* _What you need to do_
Type out the full set of entries again, unchanged.

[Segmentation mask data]

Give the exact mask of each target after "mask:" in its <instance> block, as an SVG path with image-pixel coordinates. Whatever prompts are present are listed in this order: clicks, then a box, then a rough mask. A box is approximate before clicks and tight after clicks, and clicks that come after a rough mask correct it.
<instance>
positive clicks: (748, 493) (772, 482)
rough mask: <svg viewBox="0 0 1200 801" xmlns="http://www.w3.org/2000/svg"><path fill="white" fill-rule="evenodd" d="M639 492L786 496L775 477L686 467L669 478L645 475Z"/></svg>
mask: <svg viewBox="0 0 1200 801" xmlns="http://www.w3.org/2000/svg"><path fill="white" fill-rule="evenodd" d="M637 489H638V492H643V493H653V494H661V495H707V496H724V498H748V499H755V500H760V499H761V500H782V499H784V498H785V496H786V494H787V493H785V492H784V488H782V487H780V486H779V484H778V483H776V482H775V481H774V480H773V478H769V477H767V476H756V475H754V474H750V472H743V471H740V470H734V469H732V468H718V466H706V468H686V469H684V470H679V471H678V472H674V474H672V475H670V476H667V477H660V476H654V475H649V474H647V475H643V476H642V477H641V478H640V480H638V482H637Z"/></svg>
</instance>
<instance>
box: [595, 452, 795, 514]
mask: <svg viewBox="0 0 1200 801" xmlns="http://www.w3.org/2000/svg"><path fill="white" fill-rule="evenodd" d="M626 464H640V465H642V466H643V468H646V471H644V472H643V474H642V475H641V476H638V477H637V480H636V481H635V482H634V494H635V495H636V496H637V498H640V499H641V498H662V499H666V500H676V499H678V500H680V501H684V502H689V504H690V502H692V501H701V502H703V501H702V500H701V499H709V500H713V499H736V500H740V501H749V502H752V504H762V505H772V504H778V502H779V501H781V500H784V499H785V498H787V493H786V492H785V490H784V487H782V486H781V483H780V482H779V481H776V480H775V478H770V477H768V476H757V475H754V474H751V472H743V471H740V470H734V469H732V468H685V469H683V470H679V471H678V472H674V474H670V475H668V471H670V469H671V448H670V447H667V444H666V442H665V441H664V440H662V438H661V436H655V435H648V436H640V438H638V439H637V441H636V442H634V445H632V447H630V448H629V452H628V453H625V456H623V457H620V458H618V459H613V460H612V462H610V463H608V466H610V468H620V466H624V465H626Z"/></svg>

* _Exercise output_
Give the exact mask of each target after "mask:" in its <instance> block, as an SVG path with image-pixel coordinates. Whatever prompts are present are listed in this order: clicks, then a box, then a rough mask. A box is approximate before clicks and tight after clicks, and clicks that come after a rough mask correct it.
<instance>
positive clicks: (748, 493) (772, 482)
rough mask: <svg viewBox="0 0 1200 801" xmlns="http://www.w3.org/2000/svg"><path fill="white" fill-rule="evenodd" d="M639 492L786 496L775 477L686 467L669 478L645 475Z"/></svg>
mask: <svg viewBox="0 0 1200 801" xmlns="http://www.w3.org/2000/svg"><path fill="white" fill-rule="evenodd" d="M637 489H638V492H643V493H653V494H661V495H707V496H724V498H748V499H755V500H760V499H761V500H782V499H784V498H785V496H786V494H787V493H785V492H784V488H782V487H780V486H779V484H778V483H776V482H775V481H774V480H773V478H769V477H767V476H756V475H754V474H750V472H743V471H740V470H734V469H732V468H718V466H706V468H686V469H684V470H679V471H678V472H674V474H672V475H670V476H667V477H660V476H654V475H649V474H647V475H643V476H642V477H641V478H640V480H638V482H637Z"/></svg>
</instance>
<instance>
box: [595, 452, 795, 514]
mask: <svg viewBox="0 0 1200 801" xmlns="http://www.w3.org/2000/svg"><path fill="white" fill-rule="evenodd" d="M626 464H640V465H642V466H643V468H646V471H644V472H643V474H642V475H641V476H638V477H637V480H636V481H635V482H634V494H635V495H636V496H637V498H640V499H641V498H662V499H666V500H676V499H678V500H680V501H684V502H689V504H690V502H692V501H701V502H703V501H702V500H701V499H709V500H713V499H736V500H740V501H749V502H752V504H762V505H772V504H778V502H779V501H781V500H784V499H785V498H787V493H786V492H785V490H784V487H782V486H781V483H780V482H779V481H776V480H775V478H770V477H768V476H757V475H754V474H751V472H743V471H740V470H734V469H732V468H685V469H683V470H679V471H678V472H674V474H670V475H668V471H670V469H671V448H670V447H667V444H666V442H665V441H664V440H662V438H661V436H655V435H648V436H640V438H638V439H637V441H636V442H634V445H632V447H630V448H629V452H628V453H625V456H623V457H620V458H618V459H613V460H612V462H610V463H608V466H610V468H620V466H624V465H626Z"/></svg>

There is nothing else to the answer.